▸ **The records**:
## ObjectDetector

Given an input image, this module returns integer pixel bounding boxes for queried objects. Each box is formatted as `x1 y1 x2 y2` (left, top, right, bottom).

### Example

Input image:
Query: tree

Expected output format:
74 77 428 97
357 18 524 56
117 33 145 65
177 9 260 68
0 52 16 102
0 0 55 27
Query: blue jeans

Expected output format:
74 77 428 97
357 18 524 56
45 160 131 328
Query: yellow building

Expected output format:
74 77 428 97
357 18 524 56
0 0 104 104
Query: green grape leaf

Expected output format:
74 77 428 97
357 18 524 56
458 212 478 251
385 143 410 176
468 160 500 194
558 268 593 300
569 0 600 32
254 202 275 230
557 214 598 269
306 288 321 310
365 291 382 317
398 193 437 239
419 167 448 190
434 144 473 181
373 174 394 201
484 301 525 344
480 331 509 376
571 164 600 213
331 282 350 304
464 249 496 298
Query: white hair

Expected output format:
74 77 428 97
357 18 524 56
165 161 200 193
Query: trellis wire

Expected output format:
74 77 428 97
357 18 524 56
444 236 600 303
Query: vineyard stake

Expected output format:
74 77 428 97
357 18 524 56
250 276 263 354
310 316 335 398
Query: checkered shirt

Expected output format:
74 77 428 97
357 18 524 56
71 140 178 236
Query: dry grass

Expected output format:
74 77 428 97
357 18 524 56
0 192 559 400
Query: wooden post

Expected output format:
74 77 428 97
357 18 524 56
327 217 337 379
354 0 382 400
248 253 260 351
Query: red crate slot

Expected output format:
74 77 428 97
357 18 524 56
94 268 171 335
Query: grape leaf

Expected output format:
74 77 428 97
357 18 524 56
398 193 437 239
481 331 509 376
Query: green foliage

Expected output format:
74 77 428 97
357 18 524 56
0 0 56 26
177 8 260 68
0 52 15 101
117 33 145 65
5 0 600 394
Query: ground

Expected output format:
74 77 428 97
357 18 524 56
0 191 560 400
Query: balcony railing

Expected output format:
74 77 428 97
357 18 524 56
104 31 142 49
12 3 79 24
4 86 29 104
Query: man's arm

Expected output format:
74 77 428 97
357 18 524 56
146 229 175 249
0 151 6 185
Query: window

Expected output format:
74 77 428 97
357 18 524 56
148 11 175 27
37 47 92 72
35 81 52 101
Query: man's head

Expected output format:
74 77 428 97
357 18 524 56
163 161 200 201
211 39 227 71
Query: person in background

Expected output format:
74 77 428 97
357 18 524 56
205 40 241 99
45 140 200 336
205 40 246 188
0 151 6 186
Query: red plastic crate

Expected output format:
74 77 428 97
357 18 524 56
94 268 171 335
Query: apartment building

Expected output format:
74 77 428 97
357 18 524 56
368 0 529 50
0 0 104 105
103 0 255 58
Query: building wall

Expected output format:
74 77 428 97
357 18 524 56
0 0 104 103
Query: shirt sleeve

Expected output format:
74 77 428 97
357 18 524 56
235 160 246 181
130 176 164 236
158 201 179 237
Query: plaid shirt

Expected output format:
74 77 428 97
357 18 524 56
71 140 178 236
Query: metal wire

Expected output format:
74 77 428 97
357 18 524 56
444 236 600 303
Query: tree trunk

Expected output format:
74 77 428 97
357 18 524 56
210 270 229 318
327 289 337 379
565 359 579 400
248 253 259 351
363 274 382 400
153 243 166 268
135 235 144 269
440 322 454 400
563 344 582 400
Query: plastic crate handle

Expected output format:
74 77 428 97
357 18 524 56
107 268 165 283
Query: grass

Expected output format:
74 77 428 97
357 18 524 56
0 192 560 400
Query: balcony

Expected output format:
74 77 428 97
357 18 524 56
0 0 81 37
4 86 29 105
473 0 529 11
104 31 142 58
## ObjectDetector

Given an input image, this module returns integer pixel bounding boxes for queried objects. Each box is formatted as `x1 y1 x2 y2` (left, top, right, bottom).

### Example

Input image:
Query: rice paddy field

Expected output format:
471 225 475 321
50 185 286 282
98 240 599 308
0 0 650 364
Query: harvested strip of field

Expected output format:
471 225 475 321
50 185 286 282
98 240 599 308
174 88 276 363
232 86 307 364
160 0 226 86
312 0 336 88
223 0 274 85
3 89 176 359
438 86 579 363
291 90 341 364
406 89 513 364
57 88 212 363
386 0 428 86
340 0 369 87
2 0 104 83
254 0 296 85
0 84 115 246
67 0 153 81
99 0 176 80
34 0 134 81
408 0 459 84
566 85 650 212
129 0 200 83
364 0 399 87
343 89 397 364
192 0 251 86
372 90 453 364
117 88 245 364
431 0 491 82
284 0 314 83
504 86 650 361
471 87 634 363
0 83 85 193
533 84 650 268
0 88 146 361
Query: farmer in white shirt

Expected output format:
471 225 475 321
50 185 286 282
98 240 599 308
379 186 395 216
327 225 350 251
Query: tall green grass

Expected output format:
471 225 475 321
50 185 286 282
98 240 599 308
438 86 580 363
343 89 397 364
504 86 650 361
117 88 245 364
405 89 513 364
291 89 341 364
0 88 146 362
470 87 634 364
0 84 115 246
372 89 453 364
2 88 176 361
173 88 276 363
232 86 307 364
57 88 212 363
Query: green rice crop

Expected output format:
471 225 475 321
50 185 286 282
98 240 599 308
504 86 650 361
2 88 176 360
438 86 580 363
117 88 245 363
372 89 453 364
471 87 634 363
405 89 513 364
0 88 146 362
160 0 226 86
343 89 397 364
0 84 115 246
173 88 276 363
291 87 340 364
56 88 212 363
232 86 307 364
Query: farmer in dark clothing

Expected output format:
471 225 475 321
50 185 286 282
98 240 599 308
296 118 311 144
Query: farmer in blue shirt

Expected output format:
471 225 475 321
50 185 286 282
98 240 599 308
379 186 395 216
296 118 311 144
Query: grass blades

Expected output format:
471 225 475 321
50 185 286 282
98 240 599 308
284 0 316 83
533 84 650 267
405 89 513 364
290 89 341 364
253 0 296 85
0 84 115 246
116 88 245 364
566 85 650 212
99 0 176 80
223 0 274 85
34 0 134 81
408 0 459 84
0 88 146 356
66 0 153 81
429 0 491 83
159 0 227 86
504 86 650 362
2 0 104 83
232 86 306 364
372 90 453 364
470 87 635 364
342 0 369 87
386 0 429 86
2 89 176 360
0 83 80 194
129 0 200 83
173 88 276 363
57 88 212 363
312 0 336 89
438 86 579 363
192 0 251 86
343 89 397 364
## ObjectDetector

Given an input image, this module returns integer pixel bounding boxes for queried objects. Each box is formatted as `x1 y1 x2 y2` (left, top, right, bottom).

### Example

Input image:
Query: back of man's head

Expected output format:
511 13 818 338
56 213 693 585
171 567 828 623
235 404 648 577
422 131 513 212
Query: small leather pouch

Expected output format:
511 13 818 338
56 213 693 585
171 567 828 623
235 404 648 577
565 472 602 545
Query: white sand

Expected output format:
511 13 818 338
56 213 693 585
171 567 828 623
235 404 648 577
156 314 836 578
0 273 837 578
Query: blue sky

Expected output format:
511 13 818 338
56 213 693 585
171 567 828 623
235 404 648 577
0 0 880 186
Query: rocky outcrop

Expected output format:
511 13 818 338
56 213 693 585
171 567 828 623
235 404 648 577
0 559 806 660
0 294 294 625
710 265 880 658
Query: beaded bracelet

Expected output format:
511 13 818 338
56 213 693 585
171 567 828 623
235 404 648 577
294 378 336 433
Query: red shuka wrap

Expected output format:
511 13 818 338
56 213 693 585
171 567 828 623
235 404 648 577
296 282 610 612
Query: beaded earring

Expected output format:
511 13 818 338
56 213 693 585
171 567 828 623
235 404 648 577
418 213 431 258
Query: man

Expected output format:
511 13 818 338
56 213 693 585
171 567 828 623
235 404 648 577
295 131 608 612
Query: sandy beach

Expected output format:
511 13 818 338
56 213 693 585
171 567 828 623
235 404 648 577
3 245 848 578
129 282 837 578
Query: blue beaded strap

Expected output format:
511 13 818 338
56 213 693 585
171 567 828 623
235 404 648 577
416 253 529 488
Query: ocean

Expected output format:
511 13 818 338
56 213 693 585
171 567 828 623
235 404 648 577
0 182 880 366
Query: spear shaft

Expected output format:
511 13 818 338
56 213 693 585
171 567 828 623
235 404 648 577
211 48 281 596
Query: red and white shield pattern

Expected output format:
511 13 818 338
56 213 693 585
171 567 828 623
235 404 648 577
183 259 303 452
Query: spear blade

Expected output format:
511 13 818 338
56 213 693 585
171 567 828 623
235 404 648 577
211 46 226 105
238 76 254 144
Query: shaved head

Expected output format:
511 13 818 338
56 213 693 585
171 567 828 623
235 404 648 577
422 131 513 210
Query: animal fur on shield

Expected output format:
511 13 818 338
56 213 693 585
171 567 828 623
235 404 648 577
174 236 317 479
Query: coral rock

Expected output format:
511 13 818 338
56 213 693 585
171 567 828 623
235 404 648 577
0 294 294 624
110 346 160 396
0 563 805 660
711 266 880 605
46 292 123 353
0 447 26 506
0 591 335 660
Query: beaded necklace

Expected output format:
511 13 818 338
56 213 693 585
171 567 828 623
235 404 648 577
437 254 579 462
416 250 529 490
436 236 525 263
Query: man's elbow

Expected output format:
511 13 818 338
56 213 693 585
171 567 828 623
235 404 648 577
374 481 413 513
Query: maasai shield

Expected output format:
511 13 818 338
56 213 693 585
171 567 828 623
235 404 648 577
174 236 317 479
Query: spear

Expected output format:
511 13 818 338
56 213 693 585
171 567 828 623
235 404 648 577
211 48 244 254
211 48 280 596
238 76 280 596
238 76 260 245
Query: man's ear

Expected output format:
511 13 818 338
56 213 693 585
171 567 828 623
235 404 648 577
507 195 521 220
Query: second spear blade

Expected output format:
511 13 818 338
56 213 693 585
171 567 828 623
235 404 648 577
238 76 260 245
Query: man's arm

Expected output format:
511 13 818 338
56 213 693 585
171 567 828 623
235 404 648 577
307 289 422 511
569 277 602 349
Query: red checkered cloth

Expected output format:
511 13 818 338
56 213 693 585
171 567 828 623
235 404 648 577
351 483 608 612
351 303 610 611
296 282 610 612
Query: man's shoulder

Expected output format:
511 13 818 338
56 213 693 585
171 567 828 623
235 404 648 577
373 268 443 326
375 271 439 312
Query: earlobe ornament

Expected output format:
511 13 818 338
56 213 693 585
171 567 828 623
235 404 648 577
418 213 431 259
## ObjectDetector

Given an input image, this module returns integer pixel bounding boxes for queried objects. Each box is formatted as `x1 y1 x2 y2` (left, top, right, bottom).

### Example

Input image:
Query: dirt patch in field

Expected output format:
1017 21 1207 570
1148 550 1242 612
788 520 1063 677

▸ **Exercise aim**:
Copy the listing lines word for word, beginning with the line that contains "Query: red shuka wrap" and ending after the line that contains "129 282 837 578".

▸ **Solution for this problem**:
Query: red shuka wrap

Expected output format:
511 13 818 338
56 213 693 585
171 567 828 623
235 404 648 577
296 282 610 612
Query: beaded earring

Expected output format:
511 13 818 338
56 213 693 585
171 567 828 623
235 404 648 577
418 213 431 258
Query: man

Expected output format:
511 13 818 338
56 213 693 585
171 567 828 623
235 404 648 577
295 131 608 612
Query: sandy beach

Expected output format:
511 13 818 338
56 213 693 585
171 567 828 623
235 404 648 577
3 245 848 578
129 282 837 578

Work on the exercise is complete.